Dear Members,
Your Directors' have pleasure in presenting the 53rd
Annual Report on the business, operations and financial performance of the Company along
with the Consolidated Audited Balance Sheet and Statement of Profit & Loss for the
year ended 31st March, 2025.
FINANCIAL INFORMATION
(Rs. in Crores)
|
Consolidated |
Standalone |
Particulars |
|
|
|
|
|
2024-25 |
2023-24 |
2024-25 |
2023-24 |
Revenue from operations |
3439.19 |
2982.31 |
2587.51 |
1879.52 |
Profit before Finance Cost, Depreciation
& Tax |
380.84 |
417.64 |
318.22 |
306.73 |
Less: Finance Cost |
120.54 |
68.62 |
94.45 |
43.75 |
Cash Profit |
260.30 |
349.02 |
223.77 |
262.98 |
Less: Depreciation |
182.61 |
115.79 |
88.65 |
58.44 |
Profit before Tax and exceptional items |
77.69 |
233.23 |
135.12 |
204.54 |
Gain on Exceptional Items |
30.59 |
22.70 |
11.91 |
17.82 |
Profit before tax |
108.28 |
255.93 |
147.03 |
222.36 |
Add/(Less): Income Tax |
(51.23) |
(50.74) |
(45.39) |
(45.96) |
Add/(Less): Deferred Tax |
38.48 |
(10.68) |
10.45 |
(8.17) |
Profit after Tax before share of
profit/(loss) of joint venture |
95.53 |
194.51 |
112.09 |
168.23 |
Share of profit/(loss) of joint venture |
1.17 |
(10.58) |
- |
- |
Profit for the year |
96.70 |
183.93 |
112.09 |
168.23 |
Other Comprehensive Income |
6.50 |
(2.70) |
(0.07) |
- |
Total Comprehensive Income for the year |
103.20 |
181.23 |
112.02 |
168.23 |
During the current year, Revenue of the Company, on standalone basis is
Rs. 2587.51 Crores, last year Revenue of the Company was Rs. 1879.52 Crores. The
Profit for the year for the current year decreased to Rs. 112.09 Crores as against the
profit for the year of Rs. 168.23 Crores of last year.
On consolidated basis the overall Revenue increased from Rs. 2982.31
crores to Rs. 3439.19 Crores. The consolidated profit for the year decreased from Rs.
183.93 Crores to Rs. 96.70 Crores.
DIVIDEND
Board of Directors do not recommend any dividend for the year 2024-25.
The entire profit is being ploughed back in the business.
CHANGE IN SHARE CAPITAL
During the year under review, the paid-up equity share capital of the
Company has been increased from Rs. 54,34,86,705 divided into 10,86,97,341 equity shares
of Rs. 5 /- each to Rs.54,35,29,980 divided into 10,87,05,996 equity shares of Rs. 5 /-
each pursuant to allotment of Equity Shares under the Employee Stock Option Plans of the
Company. These Equity Shares rank pari-passu with the existing Equity Shares of the
Company in all respects. During the year under review, your Company has not issued any
Equity Share with differential rights, Sweat Equity Shares or Bonus Shares.
SUBSIDIARIES
As on 31st March, 2025 the Company has seven subsidiaries
and ten steps down subsidiaries. As required under the provisions of Section 129 of the
Companies Act, 2013, read with Companies (Accounts) Rule, 2013, a statement containing
salient features of the financial statements of subsidiaries is provided in the prescribed
format AOC-1 as Annexure-A of the Board Report.

◆ Material:
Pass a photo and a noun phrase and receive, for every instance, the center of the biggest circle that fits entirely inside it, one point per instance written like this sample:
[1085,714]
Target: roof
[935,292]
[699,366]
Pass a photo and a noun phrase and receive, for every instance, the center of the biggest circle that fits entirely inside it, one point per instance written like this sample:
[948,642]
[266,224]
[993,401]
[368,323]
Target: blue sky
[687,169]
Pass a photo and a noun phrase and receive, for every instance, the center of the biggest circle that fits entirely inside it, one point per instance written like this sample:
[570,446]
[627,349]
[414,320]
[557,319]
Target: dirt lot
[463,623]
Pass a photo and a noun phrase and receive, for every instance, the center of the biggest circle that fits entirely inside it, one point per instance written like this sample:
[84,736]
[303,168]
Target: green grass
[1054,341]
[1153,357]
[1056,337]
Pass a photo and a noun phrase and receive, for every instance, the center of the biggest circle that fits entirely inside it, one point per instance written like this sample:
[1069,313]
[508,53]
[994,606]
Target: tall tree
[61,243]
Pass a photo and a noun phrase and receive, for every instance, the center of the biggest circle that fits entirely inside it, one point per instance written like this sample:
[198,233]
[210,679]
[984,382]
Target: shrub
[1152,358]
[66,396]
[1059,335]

◆ Given problem: How would the directors' annual report to members go on after its last sentence on subsidiaries? Write the next part.

◆ Response to the exercise:
MATERIAL SUBSIDIARIES
In accordance with Regulation 16 of Securities and Exchange Board of
India (Listing Obligations and Disclosure Requirements), Regulations 2015 (Listing
Regulations), Joyce Foam Pty. Ltd (Joyce Foam) Australia, International Foam Technologies
Spain, S.L.U. and Kurlon Enterprise Limited are material non-listed subsidiaries. The
Company has formulated a policy for determining material subsidiaries. The policy has been
uploaded on the website of the Company at https://www. sheelafoam.com/
COMPOSITE SCHEME OF ARRANGEMENT OF AMALGAMATION OF KURLON ENTERPRISE
LIMITED ALONG WITH ITS SUBSIDIARIES WITH THE COMPANY
The Board of Directors of the Company ("Board"), at its
meeting held on March 28, 2024, approved the draft Composite Scheme of Arrangement. The
scheme involves the amalgamation of Belvedore International Limited, Kanvas Concepts
Private Limited, Kurlon Retail Limited, Komfort Universe Products and Services Limited,
and Starship Value Chain and Manufacturing Private Limited into Kurlon Enterprise Limited,
followed by the amalgamation of Kurlon Enterprise Limited with Sheela Foam Limited, along
with their respective shareholders and creditors.
The Company filed an application with the National Company Law Tribunal
(NCLT), Mumbai, on December 11, 2024. The NCLT issued its first motion order on March 12,
2025, following which a Shareholders'
Meeting was held on April 28, 2025, to obtain the approval of the
shareholders. The equity shareholders of the Company approved the Scheme with the
requisite majority.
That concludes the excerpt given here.